Task>
Gather every line from the items below that contains the word "field". Case counts, so uppercase and lowercase letters must match.

Data in this exercise>
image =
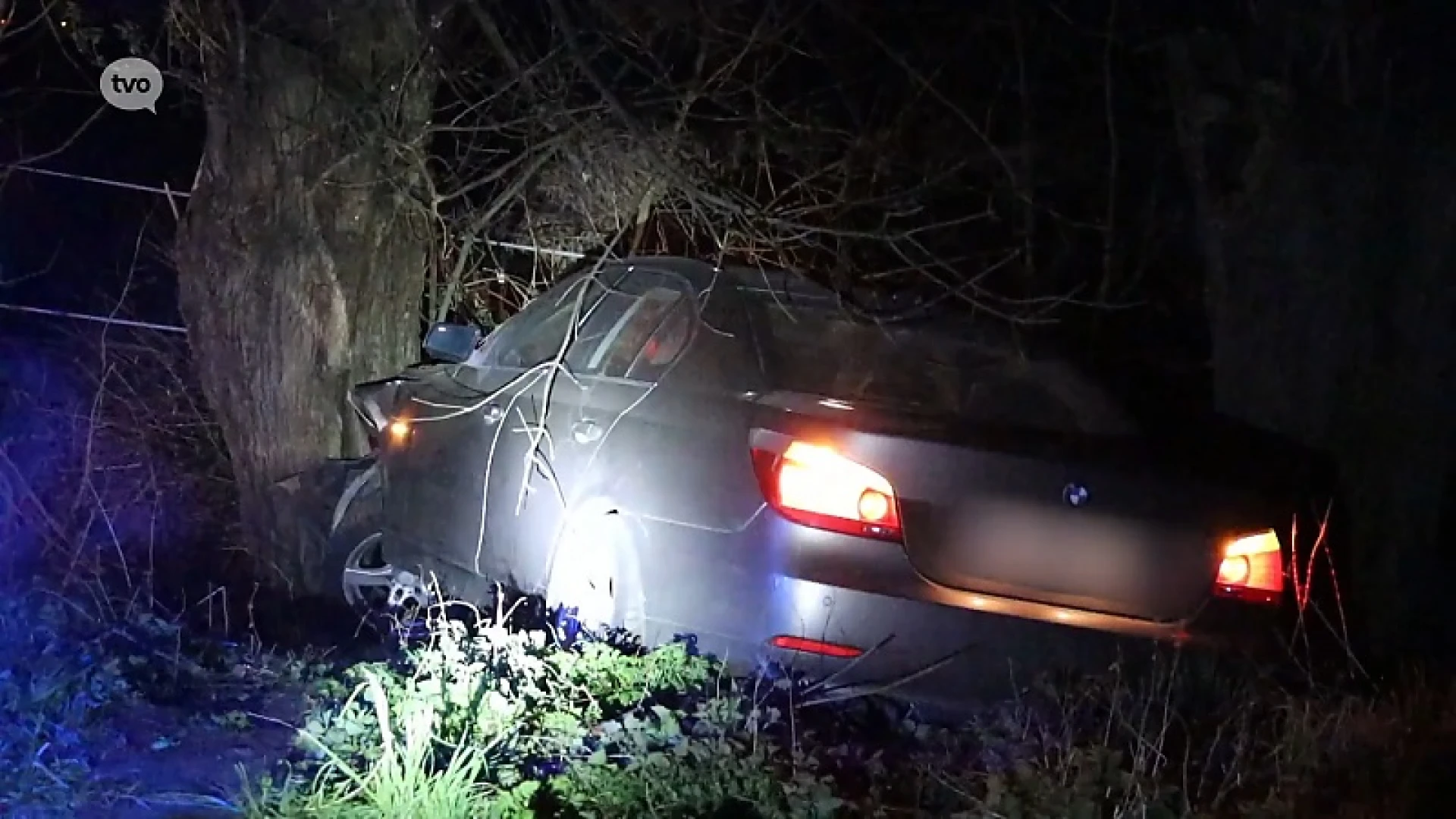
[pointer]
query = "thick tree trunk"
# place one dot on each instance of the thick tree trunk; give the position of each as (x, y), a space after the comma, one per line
...
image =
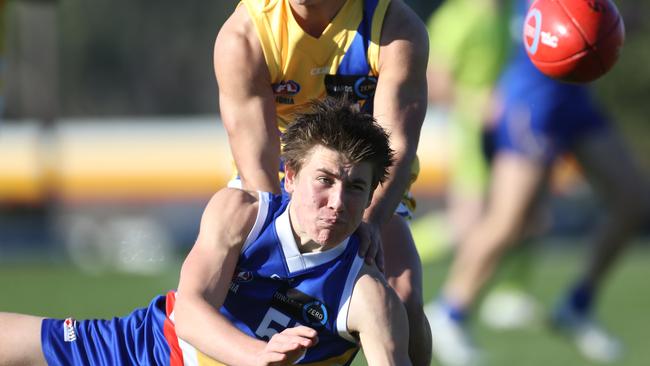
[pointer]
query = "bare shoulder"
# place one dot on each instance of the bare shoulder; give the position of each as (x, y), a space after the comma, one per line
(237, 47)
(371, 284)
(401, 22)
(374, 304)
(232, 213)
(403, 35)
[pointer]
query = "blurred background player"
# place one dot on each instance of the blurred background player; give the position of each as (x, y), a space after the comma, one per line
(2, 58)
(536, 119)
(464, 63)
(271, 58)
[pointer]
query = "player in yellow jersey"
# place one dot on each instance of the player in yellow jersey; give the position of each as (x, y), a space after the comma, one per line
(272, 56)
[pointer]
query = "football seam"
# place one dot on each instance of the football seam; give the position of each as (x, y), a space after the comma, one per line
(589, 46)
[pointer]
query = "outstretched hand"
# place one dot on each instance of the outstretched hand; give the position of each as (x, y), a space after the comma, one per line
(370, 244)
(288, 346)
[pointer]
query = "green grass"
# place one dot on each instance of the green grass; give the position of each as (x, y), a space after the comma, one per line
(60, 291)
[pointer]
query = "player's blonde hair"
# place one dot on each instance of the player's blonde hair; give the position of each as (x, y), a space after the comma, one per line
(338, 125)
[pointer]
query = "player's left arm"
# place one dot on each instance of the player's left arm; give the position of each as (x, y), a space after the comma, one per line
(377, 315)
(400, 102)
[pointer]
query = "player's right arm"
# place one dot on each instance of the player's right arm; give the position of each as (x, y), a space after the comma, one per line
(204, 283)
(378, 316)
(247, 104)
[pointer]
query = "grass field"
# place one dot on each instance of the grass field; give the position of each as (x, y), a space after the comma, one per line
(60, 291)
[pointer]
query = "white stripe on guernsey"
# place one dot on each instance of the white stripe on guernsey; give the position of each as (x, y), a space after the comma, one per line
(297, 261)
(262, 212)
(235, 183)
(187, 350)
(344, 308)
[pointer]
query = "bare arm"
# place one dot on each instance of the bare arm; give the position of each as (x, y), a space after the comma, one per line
---
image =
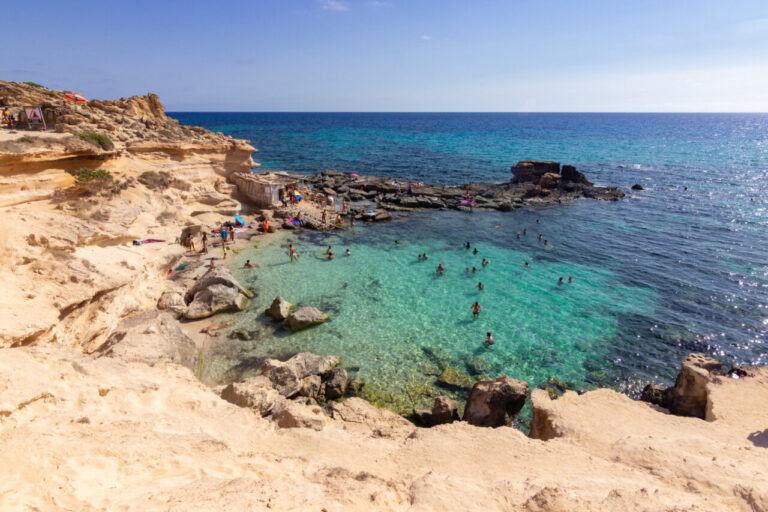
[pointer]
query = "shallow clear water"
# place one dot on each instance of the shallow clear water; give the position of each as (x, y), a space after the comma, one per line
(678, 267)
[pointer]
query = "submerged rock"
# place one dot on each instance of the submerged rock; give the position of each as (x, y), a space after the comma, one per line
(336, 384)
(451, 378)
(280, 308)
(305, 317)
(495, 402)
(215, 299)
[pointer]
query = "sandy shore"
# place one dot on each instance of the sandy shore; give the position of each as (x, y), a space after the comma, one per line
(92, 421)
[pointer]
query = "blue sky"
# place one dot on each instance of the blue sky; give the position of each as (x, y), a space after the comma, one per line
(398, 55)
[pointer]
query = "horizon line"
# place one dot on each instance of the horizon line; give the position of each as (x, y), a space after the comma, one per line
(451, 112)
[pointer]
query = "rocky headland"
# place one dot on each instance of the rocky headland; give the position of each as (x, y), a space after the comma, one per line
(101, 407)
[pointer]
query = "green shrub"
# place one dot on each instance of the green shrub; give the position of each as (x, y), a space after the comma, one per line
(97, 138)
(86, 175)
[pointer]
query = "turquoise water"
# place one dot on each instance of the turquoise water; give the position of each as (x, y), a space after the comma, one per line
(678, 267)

Finished task>
query = "grass field"
# place one dot on each instance of the grass field; give the position of each as (x, y), a space after the comma, one per line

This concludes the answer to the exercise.